(A few records)
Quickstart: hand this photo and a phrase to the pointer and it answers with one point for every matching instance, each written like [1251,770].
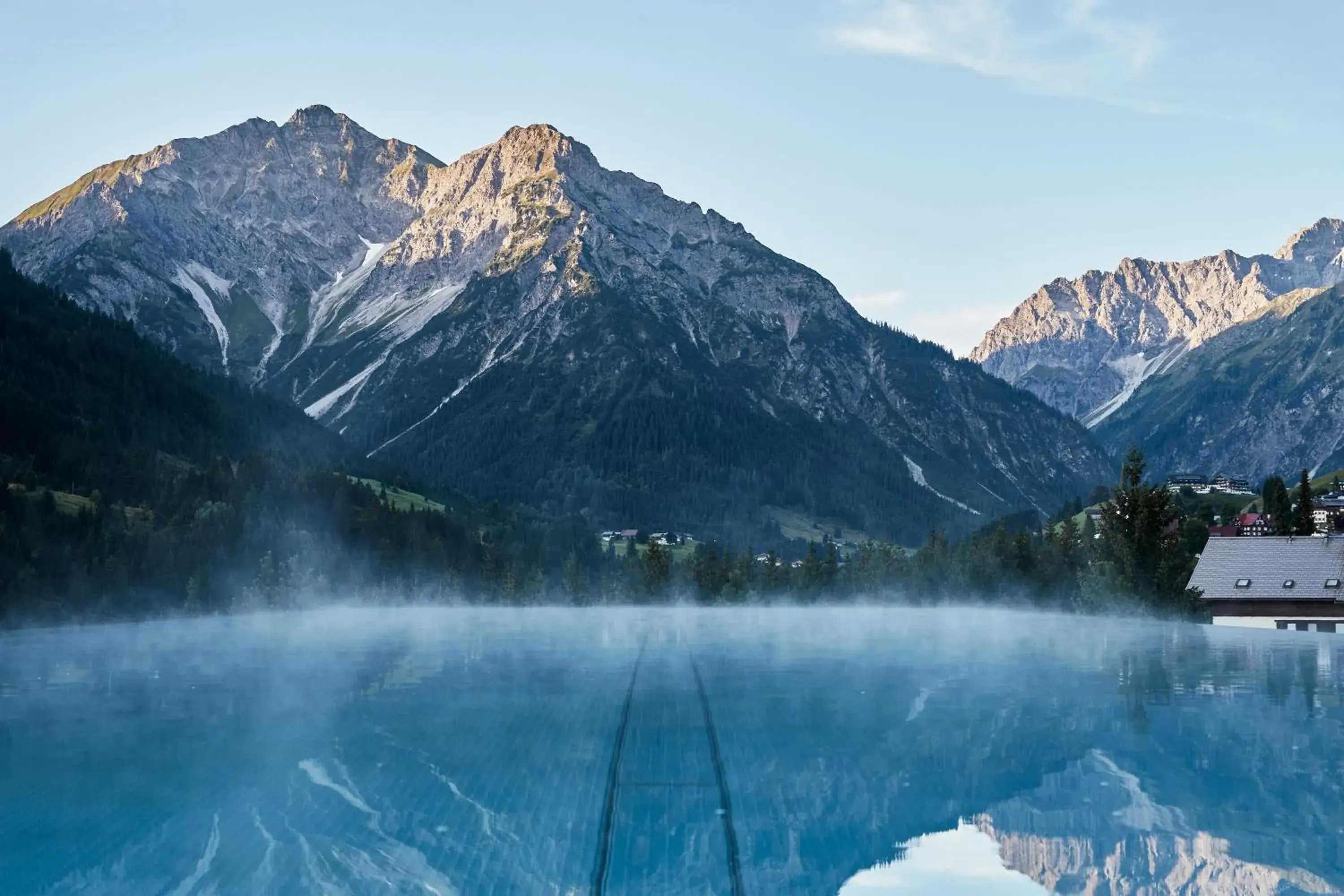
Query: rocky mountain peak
[1319,244]
[405,303]
[1086,345]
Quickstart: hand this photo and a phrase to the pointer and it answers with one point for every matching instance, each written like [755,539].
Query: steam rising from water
[761,750]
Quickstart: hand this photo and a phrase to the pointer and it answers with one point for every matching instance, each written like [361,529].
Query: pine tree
[1275,499]
[1140,536]
[658,566]
[1303,521]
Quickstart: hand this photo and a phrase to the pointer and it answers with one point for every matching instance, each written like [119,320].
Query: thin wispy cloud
[1065,47]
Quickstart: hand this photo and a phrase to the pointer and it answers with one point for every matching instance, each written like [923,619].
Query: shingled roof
[1265,563]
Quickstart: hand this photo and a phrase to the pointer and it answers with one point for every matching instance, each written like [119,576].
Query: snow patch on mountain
[1136,369]
[206,306]
[328,303]
[917,474]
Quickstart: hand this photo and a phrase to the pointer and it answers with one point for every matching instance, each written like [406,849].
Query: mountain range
[529,327]
[1221,363]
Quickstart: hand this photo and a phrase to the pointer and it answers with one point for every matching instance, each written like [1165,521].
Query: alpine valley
[1223,363]
[525,326]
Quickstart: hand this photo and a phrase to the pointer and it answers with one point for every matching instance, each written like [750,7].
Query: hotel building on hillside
[1275,582]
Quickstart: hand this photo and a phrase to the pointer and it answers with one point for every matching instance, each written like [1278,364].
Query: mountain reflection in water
[672,751]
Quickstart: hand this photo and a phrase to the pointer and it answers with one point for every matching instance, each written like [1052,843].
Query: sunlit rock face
[588,331]
[1086,345]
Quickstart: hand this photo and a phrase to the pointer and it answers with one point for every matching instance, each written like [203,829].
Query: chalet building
[1203,485]
[1232,484]
[1273,582]
[1244,524]
[1328,513]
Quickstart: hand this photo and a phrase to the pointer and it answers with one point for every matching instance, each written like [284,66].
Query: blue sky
[936,159]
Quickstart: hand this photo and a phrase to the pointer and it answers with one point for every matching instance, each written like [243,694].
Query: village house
[1273,582]
[1244,524]
[1203,485]
[1328,513]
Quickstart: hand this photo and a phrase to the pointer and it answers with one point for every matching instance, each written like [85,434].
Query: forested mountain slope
[135,484]
[526,326]
[1261,398]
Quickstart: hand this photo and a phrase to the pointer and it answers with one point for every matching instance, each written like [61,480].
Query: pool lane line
[725,802]
[613,784]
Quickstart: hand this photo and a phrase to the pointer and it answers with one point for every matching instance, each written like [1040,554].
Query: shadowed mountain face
[523,324]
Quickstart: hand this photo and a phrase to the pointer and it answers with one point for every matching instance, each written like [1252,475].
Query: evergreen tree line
[1137,556]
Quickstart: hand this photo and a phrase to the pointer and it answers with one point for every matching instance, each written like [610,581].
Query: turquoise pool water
[670,751]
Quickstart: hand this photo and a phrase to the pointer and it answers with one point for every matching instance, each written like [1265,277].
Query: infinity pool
[858,751]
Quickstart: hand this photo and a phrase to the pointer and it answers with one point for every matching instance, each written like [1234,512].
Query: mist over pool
[670,751]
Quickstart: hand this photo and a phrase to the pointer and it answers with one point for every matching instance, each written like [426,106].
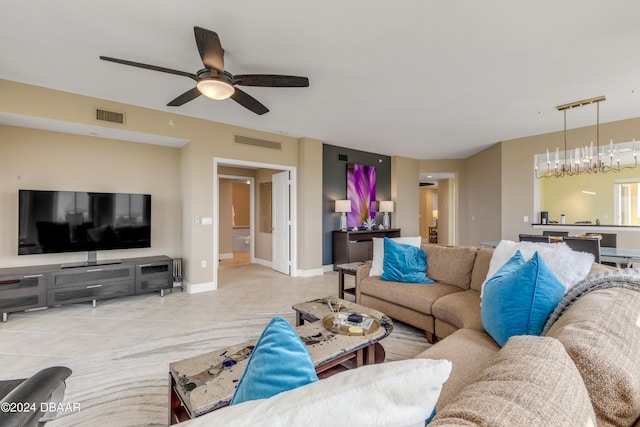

▸ To be done
Find every line in the records above that contains the word "building" and copy each of those lines in full.

▸ Final answer
Query: hotel building on hillside
Query: chalet building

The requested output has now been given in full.